Перепишите фрагмент, начиная со слов «Высшим принципом для» и продолжая до слов «- тайну монотеизма.» включительно, заменив «жезл» на «посох».

*Фрагмент документа*.
● ● ● ● ● ● ●

Высшим принципом для иудейства является утилитаризм, польза. Вера в особый божественный промысл есть характерная вера судейства; вера в промысл есть вера в чудо; а вера в чудо предполагает взгляд на природу, как на объект произвола, эгоизма, низводящего природу только на степень средства к достижению произвольных целей. Вода расступается и смыкается подобно твердой массе, пыль превращается во вшей, жезл в змия, река - в кровь, скала - в родник воды; свет и тьма появляются одновременно на том же месте; солнце замедляет и изменяет свое обращение. И все эти противоестественные явления совершаются на пользу Израиля, по одному велению Иеговы, пекущегося только об Израиле; и они олицетворяют собой эгоизм израильского народа, исключающий все другие народы, олицетворяющий абсолютную нетерпимость - тайну монотеизма.

Греки смотрели на природу теоретически; в гармоническом течении звезд им слышалась небесная музыка; они видели, как из пены всепорождающего океана вышла природа в образе Венеры Анадиомены. Израильтяне, напротив, относились к природе с точки зрения гастрономии; всю прелесть природы они находили только в желудке; они познавали своего бога только в поедании манны. Грек занимался гуманитарными, свободными искусствами, философией; израильтянин не ушел дальше небезвыгодного изучения теологии. "Вечером вкушайте рыбу, а по утрам насыщайтесь хлебом и проникайтесь сознанием, что я господь бог ваш". "И положил Яков обет, сказав: если бог будет со мною и сохранит меня в пути, в который я иду, и даст мне хлеб есть и одежду одеться, и я в мире возвращусь к отцу моему, тогда будет господь моим богом". Еда есть самый торжественный акт, как бы начало иудейской религии. В еде израильтянин празднует и повторяет акт творения; в момент еды человек признает природу вещью, ничтожной самой по себе. Когда семьдесят старейшин с Моисеем во главе взошли на гору и "увидели там бога, они стали пить и есть". Таким образом, вид высшего существа возбудил в них только аппетит к еде.

Моисей, 16:12.

Моисей, 28:20.

Моисей, 24:10, 11. См. Clericus: "Они не только не помышляли о смерти при виде божества, но даже стали пировать".

Свои особенности евреи сохранили и до настоящего времени. Их принцип, их бог есть самый практический принцип в мире - эгоизм и притом эгоизм в форме религии. Эгоизм есть бог, не дающий своих слуг на посрамление. Эгоизм есть по существу монотеизм, поскольку он имеет целью только одно - себя самого. Эгоизм объединяет, сосредоточивает человека на самом себе, дает ему твердый, цельный принцип жизни, но ограничивает его теоретически, так как делает его равнодушным по всему, что не касается непосредственно его личного блага. Наука, как и искусство, возникает только из политеизма, ибо политеизм есть откровенное, прямодушное понимание всего прекрасного и доброго, понимание мира, вселенной, греки устремляли взор свой в необъятный мир, чтобы расширить свой кругозор; а евреи во время молитвы ещё теперь обращают взор к Иерусалиму. Одним словом, монотеистический эгоизм отнял у израильтян свободное теоретическое стремление и понимание. Соломон, несомненно, превосходил своим разумом и мудростью всех детей востока" и говорил (рассуждал) "о деревьях, о ливанском кедре, о вырастающем из стены иссопе, о животных, птицах, червях и рыбах", но зато он служил Иегове не от всего сердца. Соломон благоволил к чужим богам и женщинам; он разделял политеистический образ мыслей и вкусы. Повторяю: политеистический уклон есть основа науки и искусства.

● ● ● ● ● ● ●

*Строки*.
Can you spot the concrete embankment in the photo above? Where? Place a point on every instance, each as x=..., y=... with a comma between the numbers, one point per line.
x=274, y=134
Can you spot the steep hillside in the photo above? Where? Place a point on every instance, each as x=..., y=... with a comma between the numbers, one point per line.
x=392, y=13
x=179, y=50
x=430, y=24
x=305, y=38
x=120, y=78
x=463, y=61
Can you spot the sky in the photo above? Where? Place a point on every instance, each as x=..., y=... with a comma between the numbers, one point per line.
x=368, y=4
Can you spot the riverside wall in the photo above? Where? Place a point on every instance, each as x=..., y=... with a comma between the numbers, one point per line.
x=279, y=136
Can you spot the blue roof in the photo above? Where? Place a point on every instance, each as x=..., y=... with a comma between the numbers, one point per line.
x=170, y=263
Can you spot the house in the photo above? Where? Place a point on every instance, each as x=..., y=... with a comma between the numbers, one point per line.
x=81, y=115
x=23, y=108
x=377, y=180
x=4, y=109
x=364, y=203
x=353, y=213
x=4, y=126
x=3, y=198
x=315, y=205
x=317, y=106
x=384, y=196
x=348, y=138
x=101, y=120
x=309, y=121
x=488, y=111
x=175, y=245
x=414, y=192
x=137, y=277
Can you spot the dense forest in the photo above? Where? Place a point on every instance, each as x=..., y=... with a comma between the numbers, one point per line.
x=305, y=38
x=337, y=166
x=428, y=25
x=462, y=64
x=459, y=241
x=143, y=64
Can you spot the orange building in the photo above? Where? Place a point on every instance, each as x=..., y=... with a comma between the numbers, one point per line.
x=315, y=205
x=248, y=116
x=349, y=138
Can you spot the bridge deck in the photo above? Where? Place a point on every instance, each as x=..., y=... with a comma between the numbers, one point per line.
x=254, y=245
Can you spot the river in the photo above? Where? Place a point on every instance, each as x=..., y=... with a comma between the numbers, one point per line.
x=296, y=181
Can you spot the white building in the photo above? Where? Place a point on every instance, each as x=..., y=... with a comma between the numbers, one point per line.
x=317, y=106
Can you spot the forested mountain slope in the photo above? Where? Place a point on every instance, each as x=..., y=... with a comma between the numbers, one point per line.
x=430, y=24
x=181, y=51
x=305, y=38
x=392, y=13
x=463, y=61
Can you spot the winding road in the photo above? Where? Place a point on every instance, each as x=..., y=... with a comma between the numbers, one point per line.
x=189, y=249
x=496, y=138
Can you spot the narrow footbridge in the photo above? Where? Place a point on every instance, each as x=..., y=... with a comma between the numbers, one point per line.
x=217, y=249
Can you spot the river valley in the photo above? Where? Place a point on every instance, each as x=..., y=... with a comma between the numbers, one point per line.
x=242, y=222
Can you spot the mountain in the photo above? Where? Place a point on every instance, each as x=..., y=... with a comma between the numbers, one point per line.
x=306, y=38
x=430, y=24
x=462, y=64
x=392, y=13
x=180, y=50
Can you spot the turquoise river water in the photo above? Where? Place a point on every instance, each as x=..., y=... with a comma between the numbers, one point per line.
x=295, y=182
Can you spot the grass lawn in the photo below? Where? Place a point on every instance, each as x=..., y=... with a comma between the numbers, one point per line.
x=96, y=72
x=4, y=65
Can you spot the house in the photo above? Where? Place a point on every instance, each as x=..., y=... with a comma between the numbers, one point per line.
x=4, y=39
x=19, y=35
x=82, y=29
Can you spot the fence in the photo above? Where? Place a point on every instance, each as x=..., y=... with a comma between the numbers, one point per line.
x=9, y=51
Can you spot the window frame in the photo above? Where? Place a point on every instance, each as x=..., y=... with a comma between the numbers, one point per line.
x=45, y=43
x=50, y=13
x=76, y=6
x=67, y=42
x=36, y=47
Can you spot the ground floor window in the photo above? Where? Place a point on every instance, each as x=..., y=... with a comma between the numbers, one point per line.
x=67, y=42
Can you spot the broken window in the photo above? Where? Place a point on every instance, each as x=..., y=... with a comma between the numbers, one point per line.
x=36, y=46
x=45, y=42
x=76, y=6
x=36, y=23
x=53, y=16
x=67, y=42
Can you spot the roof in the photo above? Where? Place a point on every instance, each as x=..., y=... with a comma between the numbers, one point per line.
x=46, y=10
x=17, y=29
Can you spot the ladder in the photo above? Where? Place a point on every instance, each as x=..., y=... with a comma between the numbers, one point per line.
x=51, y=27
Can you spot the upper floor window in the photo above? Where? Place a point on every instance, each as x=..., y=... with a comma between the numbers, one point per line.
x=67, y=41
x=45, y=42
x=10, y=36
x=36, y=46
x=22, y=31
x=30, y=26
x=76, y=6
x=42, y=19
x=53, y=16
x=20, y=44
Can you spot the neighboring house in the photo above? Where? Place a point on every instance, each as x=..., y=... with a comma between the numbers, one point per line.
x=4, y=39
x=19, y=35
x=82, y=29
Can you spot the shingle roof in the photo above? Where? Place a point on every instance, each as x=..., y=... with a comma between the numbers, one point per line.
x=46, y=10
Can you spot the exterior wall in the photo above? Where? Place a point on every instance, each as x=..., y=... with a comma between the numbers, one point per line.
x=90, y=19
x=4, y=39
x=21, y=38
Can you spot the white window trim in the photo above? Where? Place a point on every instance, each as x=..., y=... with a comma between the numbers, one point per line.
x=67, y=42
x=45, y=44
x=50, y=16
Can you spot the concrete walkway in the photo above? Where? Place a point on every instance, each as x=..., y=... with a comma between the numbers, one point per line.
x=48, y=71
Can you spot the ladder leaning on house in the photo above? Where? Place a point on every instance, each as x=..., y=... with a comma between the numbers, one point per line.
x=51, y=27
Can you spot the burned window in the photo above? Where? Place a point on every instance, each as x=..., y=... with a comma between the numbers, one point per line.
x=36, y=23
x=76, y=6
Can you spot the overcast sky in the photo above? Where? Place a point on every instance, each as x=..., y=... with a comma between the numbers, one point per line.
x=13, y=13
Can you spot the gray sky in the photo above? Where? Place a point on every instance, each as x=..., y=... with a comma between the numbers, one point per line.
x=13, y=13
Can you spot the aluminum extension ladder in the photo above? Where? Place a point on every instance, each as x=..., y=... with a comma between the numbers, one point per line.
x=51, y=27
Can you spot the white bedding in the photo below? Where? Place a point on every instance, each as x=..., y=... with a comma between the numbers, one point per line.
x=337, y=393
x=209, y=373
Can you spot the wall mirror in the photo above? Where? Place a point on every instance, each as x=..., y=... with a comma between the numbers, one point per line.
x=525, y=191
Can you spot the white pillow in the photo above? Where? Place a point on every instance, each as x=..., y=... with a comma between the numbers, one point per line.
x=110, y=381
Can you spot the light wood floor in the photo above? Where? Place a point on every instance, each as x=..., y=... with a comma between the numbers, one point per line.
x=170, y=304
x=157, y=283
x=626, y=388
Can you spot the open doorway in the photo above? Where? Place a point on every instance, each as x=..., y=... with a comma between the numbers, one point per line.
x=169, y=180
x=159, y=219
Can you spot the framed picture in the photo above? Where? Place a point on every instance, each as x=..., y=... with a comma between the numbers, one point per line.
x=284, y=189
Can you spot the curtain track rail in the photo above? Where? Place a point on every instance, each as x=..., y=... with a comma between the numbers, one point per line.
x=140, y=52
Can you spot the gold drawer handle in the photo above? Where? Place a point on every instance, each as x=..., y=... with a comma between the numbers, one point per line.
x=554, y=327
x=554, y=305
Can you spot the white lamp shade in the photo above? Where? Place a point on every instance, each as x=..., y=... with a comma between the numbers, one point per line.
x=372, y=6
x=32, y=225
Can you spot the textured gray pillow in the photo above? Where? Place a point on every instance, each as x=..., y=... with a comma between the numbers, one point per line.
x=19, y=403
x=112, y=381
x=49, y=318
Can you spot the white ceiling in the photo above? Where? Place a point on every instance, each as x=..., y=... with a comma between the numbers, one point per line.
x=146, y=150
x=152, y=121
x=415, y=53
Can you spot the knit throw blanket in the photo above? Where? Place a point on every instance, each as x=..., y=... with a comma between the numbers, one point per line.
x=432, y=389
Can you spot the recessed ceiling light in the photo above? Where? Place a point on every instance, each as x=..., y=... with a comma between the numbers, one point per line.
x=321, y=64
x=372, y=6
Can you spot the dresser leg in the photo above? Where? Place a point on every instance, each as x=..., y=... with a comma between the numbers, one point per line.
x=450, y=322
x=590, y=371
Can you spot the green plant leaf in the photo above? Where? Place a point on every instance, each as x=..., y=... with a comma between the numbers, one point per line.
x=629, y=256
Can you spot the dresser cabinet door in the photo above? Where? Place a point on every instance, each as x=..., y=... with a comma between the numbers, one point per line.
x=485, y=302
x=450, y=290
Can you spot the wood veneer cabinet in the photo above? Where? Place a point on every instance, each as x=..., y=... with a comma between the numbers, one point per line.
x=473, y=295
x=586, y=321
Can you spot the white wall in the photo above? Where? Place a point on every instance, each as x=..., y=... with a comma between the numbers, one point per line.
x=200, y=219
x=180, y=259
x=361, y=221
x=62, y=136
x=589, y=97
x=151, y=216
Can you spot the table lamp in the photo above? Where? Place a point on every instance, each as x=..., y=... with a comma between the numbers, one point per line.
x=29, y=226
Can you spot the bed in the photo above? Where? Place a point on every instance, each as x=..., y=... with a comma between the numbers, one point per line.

● ● ● ● ● ● ●

*Результат*.
Высшим принципом для иудейства является утилитаризм, польза. Вера в особый божественный промысл есть характерная вера судейства; вера в промысл есть вера в чудо; а вера в чудо предполагает взгляд на природу, как на объект произвола, эгоизма, низводящего природу только на степень средства к достижению произвольных целей. Вода расступается и смыкается подобно твердой массе, пыль превращается во вшей, посох в змия, река - в кровь, скала - в родник воды; свет и тьма появляются одновременно на том же месте; солнце замедляет и изменяет свое обращение. И все эти противоестественные явления совершаются на пользу Израиля, по одному велению Иеговы, пекущегося только об Израиле; и они олицетворяют собой эгоизм израильского народа, исключающий все другие народы, олицетворяющий абсолютную нетерпимость - тайну монотеизма.